Stored entries:
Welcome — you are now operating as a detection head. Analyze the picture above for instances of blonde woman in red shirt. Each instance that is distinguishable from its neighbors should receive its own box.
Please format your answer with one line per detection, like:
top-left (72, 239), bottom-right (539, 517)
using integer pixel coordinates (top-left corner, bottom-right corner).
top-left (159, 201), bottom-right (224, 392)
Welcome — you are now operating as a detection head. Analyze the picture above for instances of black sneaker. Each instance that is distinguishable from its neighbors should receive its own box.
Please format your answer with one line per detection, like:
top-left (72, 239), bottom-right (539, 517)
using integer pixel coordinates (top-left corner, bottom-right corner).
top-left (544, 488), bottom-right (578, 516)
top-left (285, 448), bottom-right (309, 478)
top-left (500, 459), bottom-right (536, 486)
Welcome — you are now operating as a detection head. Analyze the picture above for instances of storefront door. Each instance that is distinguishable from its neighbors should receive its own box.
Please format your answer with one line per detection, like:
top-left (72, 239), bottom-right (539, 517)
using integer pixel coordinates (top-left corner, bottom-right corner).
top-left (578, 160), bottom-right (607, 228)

(WHAT THIS TASK INVOLVES) Rewrite the entries above as a two-column CSV with the columns "ask" and "response", one row per entry, placing each entry's text and its answer in a single quoted field apiece and replacing line breaks with spaces.

(SOLUTION TO THIS EXERCISE)
ask,response
"Welcome — you are now operating as a detection head. Analyze the picture above for instances of blonde woman in red shirt. Each instance that is distinguishable from its neighbors should receive its own box. Please format your answer with one line per detection, like: top-left (72, 239), bottom-right (539, 517) using integer pixel coordinates (top-left corner, bottom-right corner).","top-left (159, 201), bottom-right (224, 392)"
"Welcome — you are now operating as a detection head. Analyze the picture above for instances of black sneaker. Each instance that is distinguishable from its neighbors should receive its own box. Please format your answer with one line per detection, like: top-left (72, 239), bottom-right (539, 517) using integer pixel coordinates (top-left corner, bottom-right corner).","top-left (544, 488), bottom-right (578, 516) top-left (285, 448), bottom-right (309, 478) top-left (500, 459), bottom-right (536, 486)"
"Welcome — you are now operating as a detection head. Analyze the picture above for instances of storefront door. Each instance that is distinguishable from its neighbors should receive its own box. Please format your answer with one line per detection, like: top-left (72, 239), bottom-right (539, 517) using integer pixel coordinates (top-left corner, bottom-right corner).","top-left (578, 160), bottom-right (607, 228)"